Whilst such devices have proven effective in achieving a core or foundation hole, it is not uncommon for conventional barrel cutters to require removal and servicing during the cutting operation, which can take time and requires the presence of skilled personnel to service the device as required during operation.

Thus, there is a need to provide an improved barrel cutter that addresses these issues.

The above references to and descriptions of prior proposals or products are not intended to be, and are not to be construed as, statements or admissions of common general knowledge in the art. In particular, the above prior art discussion does not relate to what is commonly or well known by the person skilled in the art, but assists in the understanding of the inventive step of the present invention of which the identification of pertinent prior art proposals is but one part.

STATEMENT OF INVENTION

Accordingly, in one aspect of the invention there is provided a device for boring holes in a ground surface comprising:

• • a core barrel having a barrel top and an open barrel bottom, the barrel top having a shaft mounted thereto for engaging with a rotary power source for rotating the core barrel;
  • at least one cutting member mounted to the core barrel at the open barrel bottom; and
  • a pressurised fluid source in fluid communication with the shaft for delivering a supply of pressurised fluid to the shaft;
  • wherein the at least one cutting member is configured such that when it is mounted to the core barrel at the open barrel bottom, the pressurised fluid causes the at least one cutting member to perform a cutting motion to remove the ground surface.

Accordingly, in another aspect of the invention there is provided a device for boring holes in a ground surface comprising:

• • an auger having a pair of helical flights or removing cut material;
  • a central recess extending centrally with respect to the pair of helical flights;
  • a pressurised fluid source in fluid communication with the central recess shaft for delivering a supply of pressurised fluid thereto; and
  • a cutting member mounted to the a base of the auger;
  • wherein the at least one cutting member is configured such that when it is mounted to the base of the auger, the pressurised fluid causes the at least one cutting member to perform a cutting action to remove the ground surface.

BRIEF DESCRIPTION OF THE DRAWINGS

The invention may be better understood from the following non-limiting description of preferred embodiments, in which:

FIG. 1 is a top perspective view of a barrel cutter in accordance with an embodiment of the present invention;

FIG. 2 is a side view of the barrel cutter of FIG. 1;

FIG. 3 is a bottom view of the barrel cutter of FIG. 1;

FIG. 4 is a top view of the barrel cutter of FIG. 1;

FIG. 5 is cross sectional side view of the barrel cutter of FIG. 1;

FIGS. 6A and 6B are front and side views respectively of hammer members to be used with the barrel cutter of FIG. 1;

FIG. 7 is an enlarged cross-sectional view of barrel cutter of FIG. 1 showing the manner in which the hammer members engage with the cap members;

FIG. 8 is a side view of an auger assembly in accordance with another embodiment of the present invention;

FIG. 9 is an bottom view of a barrel cutter employing a core extraction tool in accordance with an embodiment of the present invention;

FIG. 10 is a cross sectional side view of the core extraction tool of FIG. 9 in action;

FIG. 11 is a side view of an adjustable auger in accordance with an embodiment of the present invention;

FIG. 12-14 show different embodiments of the manner in which the adjustable auger of FIG. 11 is adjusted;

FIG. 15 is a side cross-sectional view of a barrel cutter in accordance with another embodiment of the present invention;

FIG. 16 is an enlarged view showing the engagement of the cutter unit and the barrel cutter of FIG. 15;

FIG. 17 is an end view of the cutter unit of FIG. 16;

FIG. 18 is a side view of an auger assembly in accordance with another embodiment of the present invention; and

FIG. 19 is a plan view of the cutter unit of FIG. 18.

※

[Set task]:
Reproduce the part of the barrel cutter text that begins at the words "Whilst such devices" and ends after the words "required during operation.", keeping its wording and punctuation unchanged.

[Supplied entries]:
※

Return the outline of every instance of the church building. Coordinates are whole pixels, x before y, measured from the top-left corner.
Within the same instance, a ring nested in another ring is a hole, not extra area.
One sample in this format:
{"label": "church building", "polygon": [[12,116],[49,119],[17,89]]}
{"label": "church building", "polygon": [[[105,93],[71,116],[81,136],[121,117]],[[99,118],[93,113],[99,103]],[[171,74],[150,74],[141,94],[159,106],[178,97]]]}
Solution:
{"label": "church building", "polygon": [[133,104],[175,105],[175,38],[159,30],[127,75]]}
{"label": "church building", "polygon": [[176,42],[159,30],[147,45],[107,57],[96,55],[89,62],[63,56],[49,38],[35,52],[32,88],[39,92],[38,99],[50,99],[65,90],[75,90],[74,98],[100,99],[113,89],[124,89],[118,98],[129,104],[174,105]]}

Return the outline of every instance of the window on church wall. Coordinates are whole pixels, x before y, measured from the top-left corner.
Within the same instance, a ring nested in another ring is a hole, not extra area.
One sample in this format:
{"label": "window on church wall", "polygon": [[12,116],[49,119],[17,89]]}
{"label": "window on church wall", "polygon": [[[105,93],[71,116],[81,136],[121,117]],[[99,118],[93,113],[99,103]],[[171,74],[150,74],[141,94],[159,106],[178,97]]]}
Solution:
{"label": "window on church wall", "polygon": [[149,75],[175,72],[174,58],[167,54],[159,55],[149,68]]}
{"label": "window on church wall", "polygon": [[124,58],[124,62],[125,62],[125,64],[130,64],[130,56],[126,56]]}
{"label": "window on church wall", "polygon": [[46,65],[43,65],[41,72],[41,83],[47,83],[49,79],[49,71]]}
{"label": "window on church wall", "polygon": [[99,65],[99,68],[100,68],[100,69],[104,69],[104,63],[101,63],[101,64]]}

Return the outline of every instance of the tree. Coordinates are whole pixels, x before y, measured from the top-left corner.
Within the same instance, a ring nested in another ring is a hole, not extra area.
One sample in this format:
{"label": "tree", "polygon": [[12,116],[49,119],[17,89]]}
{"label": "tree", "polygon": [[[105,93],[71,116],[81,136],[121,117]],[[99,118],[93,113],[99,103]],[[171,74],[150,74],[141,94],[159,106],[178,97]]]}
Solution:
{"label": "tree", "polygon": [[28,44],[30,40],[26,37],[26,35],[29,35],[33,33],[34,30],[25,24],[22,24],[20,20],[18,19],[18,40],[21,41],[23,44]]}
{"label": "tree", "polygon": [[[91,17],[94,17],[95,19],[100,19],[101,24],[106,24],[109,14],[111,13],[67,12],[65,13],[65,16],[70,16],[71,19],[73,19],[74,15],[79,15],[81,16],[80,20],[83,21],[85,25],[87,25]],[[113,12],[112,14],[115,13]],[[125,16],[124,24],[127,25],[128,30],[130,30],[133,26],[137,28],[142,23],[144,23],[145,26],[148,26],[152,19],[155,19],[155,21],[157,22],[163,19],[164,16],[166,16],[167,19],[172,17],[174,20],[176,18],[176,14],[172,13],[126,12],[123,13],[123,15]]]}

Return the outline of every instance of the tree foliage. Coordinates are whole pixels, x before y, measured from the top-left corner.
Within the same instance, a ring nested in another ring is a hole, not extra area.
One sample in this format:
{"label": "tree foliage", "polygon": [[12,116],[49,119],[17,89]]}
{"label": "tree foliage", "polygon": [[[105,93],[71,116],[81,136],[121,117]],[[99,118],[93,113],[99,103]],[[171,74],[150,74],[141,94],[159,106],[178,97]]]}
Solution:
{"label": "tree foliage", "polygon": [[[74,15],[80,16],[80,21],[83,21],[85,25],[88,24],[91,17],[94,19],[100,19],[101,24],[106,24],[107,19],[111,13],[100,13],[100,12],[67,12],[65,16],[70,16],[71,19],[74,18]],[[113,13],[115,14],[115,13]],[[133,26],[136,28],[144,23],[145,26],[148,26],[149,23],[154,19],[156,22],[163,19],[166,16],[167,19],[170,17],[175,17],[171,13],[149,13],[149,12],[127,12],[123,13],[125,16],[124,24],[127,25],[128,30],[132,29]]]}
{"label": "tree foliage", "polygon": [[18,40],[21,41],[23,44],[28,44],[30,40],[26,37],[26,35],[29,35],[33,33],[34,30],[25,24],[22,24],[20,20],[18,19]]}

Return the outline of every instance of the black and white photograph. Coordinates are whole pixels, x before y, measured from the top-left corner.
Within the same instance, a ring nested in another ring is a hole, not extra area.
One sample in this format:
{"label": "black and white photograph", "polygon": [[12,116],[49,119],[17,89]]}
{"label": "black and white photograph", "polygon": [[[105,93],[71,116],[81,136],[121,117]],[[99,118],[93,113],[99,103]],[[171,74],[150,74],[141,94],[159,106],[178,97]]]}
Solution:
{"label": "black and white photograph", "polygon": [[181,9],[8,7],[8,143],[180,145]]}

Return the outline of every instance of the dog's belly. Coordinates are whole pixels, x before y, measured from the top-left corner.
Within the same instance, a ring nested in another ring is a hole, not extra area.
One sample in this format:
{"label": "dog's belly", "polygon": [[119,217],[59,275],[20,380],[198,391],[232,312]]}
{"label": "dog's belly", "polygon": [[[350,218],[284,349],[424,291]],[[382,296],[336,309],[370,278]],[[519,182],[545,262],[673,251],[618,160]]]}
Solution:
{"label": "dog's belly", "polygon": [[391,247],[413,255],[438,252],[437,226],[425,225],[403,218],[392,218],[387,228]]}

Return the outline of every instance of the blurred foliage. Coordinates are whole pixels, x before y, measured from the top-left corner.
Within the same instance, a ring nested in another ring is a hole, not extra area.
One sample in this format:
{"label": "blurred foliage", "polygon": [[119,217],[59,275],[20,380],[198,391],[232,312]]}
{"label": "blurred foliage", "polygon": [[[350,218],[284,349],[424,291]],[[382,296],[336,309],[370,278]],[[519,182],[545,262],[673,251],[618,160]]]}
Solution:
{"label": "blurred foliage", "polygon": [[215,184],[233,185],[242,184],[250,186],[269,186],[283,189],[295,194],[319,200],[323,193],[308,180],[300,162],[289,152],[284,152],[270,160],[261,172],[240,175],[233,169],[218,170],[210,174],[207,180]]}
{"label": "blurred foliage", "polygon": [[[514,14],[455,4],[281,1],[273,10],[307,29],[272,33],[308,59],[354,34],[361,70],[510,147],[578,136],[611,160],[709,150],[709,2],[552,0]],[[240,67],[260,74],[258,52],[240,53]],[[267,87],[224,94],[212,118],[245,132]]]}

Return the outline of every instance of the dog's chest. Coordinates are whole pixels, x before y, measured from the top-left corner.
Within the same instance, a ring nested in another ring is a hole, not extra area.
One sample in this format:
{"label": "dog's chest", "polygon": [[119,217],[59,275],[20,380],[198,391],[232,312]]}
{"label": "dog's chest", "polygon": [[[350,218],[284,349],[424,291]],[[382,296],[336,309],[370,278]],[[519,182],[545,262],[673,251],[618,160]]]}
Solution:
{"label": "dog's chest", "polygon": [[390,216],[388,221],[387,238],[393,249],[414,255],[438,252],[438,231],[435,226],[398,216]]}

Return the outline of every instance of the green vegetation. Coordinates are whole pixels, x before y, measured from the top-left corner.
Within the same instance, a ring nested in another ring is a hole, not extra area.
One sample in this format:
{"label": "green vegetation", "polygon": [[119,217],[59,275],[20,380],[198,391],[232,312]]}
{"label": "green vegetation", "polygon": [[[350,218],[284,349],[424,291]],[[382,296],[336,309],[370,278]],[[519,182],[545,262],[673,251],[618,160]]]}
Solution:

※

[Exercise solution]:
Whilst such devices have proven effective in achieving a core or foundation hole, it is not uncommon for conventional barrel cutters to require removal and servicing during the cutting operation, which can take time and requires the presence of skilled personnel to service the device as required during operation.